» **REQUIRED ACTION**
Return exactly those lines of the material below that fall between the line holding "like [(876, 834)]." and the line holding "Query: rzd logo", inclusive.
INFORMATION Block Start
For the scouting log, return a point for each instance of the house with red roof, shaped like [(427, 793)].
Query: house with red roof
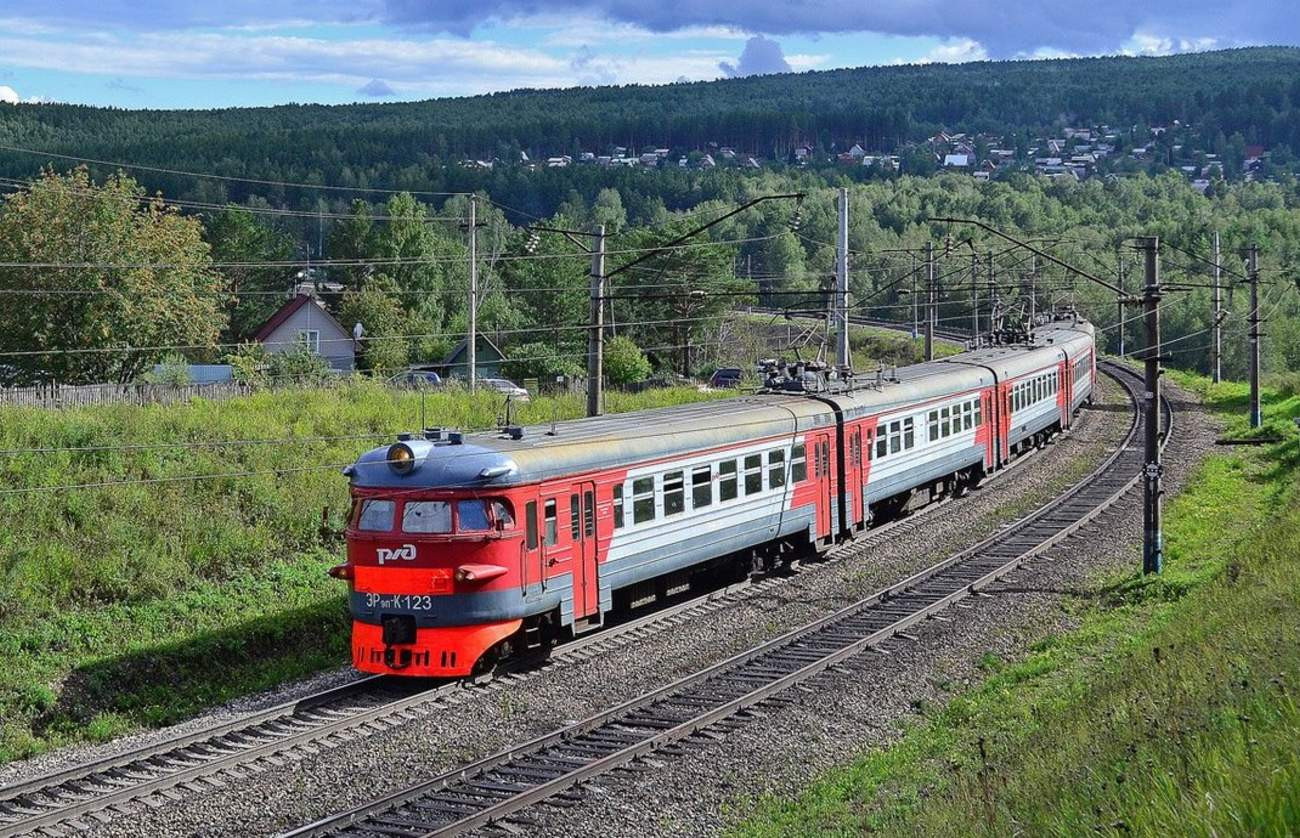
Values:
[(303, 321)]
INFORMATION Block End
INFORMATION Block Start
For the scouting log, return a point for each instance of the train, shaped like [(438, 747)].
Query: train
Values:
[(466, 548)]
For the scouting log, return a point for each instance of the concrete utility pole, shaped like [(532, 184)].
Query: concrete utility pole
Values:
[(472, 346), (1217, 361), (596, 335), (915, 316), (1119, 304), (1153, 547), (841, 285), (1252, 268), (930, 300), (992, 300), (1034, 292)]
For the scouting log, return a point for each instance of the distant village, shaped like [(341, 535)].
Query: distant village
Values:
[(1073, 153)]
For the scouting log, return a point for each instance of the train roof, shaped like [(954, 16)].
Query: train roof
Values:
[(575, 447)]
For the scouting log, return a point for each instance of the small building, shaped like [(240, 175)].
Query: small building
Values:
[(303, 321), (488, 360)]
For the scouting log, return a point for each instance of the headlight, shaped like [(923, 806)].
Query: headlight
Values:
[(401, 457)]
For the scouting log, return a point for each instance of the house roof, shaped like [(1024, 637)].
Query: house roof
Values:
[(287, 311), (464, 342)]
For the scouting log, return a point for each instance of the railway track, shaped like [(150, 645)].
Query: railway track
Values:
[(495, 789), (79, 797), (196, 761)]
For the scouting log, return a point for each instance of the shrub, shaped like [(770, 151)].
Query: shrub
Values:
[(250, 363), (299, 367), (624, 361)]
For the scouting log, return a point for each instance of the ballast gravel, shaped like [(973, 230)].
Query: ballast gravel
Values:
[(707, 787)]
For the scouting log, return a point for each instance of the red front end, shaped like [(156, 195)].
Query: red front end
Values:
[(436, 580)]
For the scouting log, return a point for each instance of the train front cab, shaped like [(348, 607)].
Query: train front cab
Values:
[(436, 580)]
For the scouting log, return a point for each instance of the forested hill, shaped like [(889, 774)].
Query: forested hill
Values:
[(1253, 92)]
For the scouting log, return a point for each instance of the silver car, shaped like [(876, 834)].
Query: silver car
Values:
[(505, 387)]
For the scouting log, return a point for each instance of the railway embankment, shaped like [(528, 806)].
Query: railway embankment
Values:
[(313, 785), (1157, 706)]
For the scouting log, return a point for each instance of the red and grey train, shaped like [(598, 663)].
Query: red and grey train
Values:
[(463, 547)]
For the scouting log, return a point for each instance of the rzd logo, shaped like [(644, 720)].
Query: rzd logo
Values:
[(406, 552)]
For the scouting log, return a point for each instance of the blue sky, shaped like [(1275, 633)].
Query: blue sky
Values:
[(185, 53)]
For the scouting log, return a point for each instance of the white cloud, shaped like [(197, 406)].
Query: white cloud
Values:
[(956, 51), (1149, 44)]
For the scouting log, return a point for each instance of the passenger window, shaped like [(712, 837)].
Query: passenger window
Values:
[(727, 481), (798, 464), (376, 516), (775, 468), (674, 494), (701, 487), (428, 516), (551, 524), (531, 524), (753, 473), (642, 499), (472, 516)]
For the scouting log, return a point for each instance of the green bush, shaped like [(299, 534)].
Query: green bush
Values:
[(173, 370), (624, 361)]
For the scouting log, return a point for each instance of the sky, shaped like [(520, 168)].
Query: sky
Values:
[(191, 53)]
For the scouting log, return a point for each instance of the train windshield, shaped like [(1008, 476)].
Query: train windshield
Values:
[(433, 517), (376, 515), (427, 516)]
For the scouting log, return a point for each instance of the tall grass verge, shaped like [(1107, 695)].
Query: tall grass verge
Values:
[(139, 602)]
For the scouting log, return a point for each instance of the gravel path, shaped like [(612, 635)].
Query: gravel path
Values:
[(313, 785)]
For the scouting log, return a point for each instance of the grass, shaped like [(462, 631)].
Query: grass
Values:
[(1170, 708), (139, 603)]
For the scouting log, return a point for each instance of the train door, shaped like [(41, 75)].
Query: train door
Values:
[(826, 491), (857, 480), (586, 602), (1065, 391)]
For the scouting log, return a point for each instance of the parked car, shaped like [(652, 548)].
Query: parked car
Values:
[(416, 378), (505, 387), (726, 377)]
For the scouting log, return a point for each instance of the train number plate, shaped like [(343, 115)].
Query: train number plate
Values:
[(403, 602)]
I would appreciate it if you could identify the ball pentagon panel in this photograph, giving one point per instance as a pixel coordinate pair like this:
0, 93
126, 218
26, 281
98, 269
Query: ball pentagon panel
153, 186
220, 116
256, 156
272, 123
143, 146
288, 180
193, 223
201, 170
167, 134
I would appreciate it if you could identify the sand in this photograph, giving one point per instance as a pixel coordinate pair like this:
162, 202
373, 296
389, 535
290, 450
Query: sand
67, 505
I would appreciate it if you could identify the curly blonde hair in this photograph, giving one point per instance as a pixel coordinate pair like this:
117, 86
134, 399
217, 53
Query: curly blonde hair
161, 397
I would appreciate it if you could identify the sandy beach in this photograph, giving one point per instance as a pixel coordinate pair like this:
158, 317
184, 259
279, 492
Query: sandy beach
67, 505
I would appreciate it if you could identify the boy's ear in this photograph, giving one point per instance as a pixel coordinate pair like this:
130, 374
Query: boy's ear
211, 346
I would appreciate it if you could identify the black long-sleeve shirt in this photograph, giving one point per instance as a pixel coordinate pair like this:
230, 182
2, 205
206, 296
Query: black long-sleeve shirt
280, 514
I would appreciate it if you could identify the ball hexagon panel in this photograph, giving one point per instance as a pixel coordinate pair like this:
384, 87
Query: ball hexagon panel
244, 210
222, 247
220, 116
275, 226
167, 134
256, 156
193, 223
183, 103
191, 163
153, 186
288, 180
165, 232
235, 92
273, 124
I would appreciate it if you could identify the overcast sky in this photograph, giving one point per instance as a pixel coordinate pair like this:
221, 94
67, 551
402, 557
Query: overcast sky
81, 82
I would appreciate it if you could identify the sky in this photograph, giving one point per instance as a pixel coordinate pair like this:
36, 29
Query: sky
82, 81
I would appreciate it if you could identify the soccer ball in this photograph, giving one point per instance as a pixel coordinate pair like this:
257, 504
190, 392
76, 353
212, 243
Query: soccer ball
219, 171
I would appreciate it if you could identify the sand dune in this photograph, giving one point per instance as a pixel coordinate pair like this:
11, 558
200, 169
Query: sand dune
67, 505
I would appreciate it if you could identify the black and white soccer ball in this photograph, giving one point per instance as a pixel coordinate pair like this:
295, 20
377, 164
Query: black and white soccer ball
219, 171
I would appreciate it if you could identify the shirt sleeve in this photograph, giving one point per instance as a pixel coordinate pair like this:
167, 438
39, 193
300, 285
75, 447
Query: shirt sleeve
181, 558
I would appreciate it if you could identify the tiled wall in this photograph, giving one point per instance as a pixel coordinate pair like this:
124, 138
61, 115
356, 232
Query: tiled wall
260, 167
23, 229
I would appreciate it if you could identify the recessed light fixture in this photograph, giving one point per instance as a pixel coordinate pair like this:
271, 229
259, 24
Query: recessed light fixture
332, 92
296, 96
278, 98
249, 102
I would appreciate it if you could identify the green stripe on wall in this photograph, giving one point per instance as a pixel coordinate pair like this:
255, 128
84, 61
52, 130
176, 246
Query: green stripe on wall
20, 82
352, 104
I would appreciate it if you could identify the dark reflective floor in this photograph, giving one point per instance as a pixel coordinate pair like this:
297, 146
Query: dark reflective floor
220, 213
INFORMATION Block End
» **FINISHED EXERCISE**
For the scouting log, return a point for each instance of the silver car, shaped like [(876, 834)].
Query: silver car
Values:
[(505, 387)]
For the scouting log, return a point for each instance of the railway embankment, shaped like [(528, 806)].
Query: railway embankment
Values:
[(313, 785), (1157, 706)]
For the scouting log, return a point for each instance of the red and grey train, shaped like [(598, 663)].
Query: red and grey train
Values:
[(463, 547)]
For the scouting log, return a point for each instance of the rzd logo, shaped like [(644, 720)].
Query: rzd logo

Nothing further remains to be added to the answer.